→ Text shown
# Latest Idea



## RussellAP (Feb 21, 2012)

I make and sell Adirondack Chairs. My latest idea to get these chairs known around town is to donate a couple of them with a nice name tag of my company attached to them. Something discrete yet noticeable. 
We have a very popular botanical gardens near by called Powell Gardens, and they have people walking on paths all day. I'd need to design these out of something more durable than WRC, I think well treated pine would be best, nice thick wood too.

Whadoyathink?


----------



## PRGDesigns (Jan 25, 2012)

I would make them out of Ipe w/SS screws so that they are heavy, sturdy, and never ever rot. Powell Gardens is awesome. I used to camp with the boy scouts not very far from there. Memories….....


----------



## RussellAP (Feb 21, 2012)

What's Ipe?


----------



## HerbC (Jul 28, 2010)

I would NOT use "treated" pine. I think many people would be concerned about the potential contamination from the treatment process.

Why not use either cypress or Eastern Red Cedar (heartwood only)? Both would be very good weathering the outdoor environment and both would be quite attractive with a clear finish.

I would use 5/4 for all parts except the legs and support frame, that I'd use 7/4 or thicker.

Good Luck!

Be Careful!

Herb


----------



## ShaneA (Apr 15, 2011)

Ipe is a south american hardwood. Weather/rot resistant, heavy, hard, oily. Probably in the $6-8bf range. Nice, but not easy to work…so I have heard.


----------



## RussellAP (Feb 21, 2012)

5/4 western red cedar is a good solid wood. I could use 2×4 in the frame. The seat slats need to be stronger than 1×2 cedar though, it will get kids jumping on it and stuff. I'll just use the 5/4. My TS is groaning down in the shop.

I never use treated wood. The 5/4's I get are untreated and when you sand them with some 60 grit they look beautiful. I'm going to give them several coats of spar.


----------



## pierce85 (May 21, 2011)

Like Shane, I have no firsthand experience with Ipe either, but I've heard other woodworkers who've tried working with it vowed never to try it again.

Matt Kenney over at Fine Woodworking built an outdoor bench out of Sipo and reports that it has held up quite well since he built it in 2010.


----------



## RussellAP (Feb 21, 2012)

I've built a lot of stuff out of treated lumber, a deck and a couple garden boxes that measured 4'x12' out of treated 4×4's, and my hands were red and swollen for three days.


----------



## exelectrician (Oct 3, 2011)

Try Trex, it is plastic and sawdust compressed and extruded, into "planks" Call decking installers for off cuts cheap.


----------



## Puzzleman (May 4, 2010)

I agree with the Trex. It comes in colors and it weather resistant. Makes a nice looking product. Expensive but nice.


----------



## RussellAP (Feb 21, 2012)

I don't know. I like to stick with natural wood. I love the look and feel of it. Plastic just won't cut it.


----------



## Dal300 (Aug 4, 2011)

For under $1000 you can get a 30 second commercial made and inserted into the "Today Show" about 3 times per hour in your local market.
I think you will reach more of your target clientele than by placing freebies in a spot that is going to be used primarily by tourists and school kids.

Point annotation listing
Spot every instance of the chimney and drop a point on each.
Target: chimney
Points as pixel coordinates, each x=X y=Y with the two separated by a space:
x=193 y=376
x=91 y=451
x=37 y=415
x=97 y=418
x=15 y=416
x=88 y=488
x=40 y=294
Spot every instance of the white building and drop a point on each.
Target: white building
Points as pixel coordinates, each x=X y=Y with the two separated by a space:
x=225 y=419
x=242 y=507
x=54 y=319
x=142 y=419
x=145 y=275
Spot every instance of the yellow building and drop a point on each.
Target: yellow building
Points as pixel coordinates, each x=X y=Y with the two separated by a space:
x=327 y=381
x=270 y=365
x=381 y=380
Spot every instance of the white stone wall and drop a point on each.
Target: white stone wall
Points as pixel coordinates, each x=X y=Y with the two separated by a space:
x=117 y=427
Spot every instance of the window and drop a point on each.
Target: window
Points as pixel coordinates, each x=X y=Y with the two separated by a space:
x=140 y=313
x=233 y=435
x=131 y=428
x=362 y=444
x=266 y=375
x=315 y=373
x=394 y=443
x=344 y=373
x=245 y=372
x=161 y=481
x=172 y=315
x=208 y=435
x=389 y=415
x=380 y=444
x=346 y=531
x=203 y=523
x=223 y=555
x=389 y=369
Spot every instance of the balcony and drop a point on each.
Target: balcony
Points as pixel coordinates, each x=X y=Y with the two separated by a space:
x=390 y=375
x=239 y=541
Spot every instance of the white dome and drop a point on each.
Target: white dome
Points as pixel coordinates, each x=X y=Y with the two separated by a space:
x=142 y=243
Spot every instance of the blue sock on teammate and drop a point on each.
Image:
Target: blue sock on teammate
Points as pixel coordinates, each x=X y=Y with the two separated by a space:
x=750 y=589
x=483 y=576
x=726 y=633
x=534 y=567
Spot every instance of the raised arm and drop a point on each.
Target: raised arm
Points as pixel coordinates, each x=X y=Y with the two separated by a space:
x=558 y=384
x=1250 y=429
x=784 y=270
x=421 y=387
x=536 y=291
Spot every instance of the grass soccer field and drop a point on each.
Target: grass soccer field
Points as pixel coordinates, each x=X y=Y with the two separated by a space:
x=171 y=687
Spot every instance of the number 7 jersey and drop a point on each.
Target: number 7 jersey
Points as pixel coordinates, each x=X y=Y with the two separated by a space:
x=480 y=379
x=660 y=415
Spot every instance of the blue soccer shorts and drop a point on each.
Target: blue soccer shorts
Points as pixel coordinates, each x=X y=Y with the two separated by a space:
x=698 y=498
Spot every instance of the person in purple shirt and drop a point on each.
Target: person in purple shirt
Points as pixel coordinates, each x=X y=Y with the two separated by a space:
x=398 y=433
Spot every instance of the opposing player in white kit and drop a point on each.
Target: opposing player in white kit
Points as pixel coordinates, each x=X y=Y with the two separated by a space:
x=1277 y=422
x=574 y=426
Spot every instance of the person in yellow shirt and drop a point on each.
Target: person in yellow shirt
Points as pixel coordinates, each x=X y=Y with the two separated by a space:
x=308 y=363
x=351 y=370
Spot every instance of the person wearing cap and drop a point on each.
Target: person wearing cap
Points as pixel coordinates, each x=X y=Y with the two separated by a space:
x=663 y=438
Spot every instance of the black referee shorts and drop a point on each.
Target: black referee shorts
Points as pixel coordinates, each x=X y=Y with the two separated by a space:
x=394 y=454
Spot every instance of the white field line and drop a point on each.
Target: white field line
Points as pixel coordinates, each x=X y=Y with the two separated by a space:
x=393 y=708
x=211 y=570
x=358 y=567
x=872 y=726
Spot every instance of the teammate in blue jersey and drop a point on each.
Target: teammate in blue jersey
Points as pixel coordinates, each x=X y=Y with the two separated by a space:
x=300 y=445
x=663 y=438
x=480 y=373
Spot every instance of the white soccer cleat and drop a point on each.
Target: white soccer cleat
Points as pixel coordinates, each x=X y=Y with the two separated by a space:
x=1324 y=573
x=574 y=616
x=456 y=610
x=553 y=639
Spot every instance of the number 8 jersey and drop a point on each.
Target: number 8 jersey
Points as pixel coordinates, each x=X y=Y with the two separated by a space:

→ Your tasks
1. In the Adirondack chair thread, swap "natural wood" for "real lumber" and give everything from "## Puzzleman (May" down to "won't cut it.".
2. Answer these from the Adirondack chair thread:
(a) Which two woods does HerbC suggest using?
(b) What wood did Matt Kenney use for his outdoor bench?
(c) For how long were RussellAP's hands red and swollen after working with treated lumber?
3. Carry on the Adirondack chair thread from its last post.
The listing plays no part here.

→ Answers to the problems
1.
## Puzzleman (May 4, 2010)

I agree with the Trex. It comes in colors and it weather resistant. Makes a nice looking product. Expensive but nice.


----------



## RussellAP (Feb 21, 2012)

I don't know. I like to stick with real lumber. I love the look and feel of it. Plastic just won't cut it.

2.
(a) Cypress or Eastern Red Cedar (heartwood only).
(b) Sipo.
(c) Three days.

3.
If you change your materials for the venue, how will the clientele know how well your chairs work? They need to stand on their own merits, not be enhanced for public use.

I think you will find that your WRC is plenty strong enough, although you may need to increase the strength of the fastening system… more bolts in stress areas, usually using a triangle set up would be good.

Good Luck, but also think about this: Summer won't be around much longer. When Summer quits, so will your sales. It's time to start looking for a winter time product to entice the rubes into buying. Maybe Red Ryder Sleds made of oak or pine with steel runners? If you made them in a retro fashion you could hit the baby boomer market pretty easily!


----------



## RussellAP (Feb 21, 2012)

Dallas - As soon as I get the web page functional I plan to open an ebay account. Not an auction but a store.

I'm rethinking the donation. They don't seem to eager anyway. I may just have to open up to a world market and try to figure out a way to ship them safely. I have a couple choices, one is to have the chair completely disassembled and provide instructions, or to remove the seat and back and ship in two boxes.


----------



## Dal300 (Aug 4, 2011)

You really don't need a website (or web page as you put it), Do a Facebook page, add your pictures there.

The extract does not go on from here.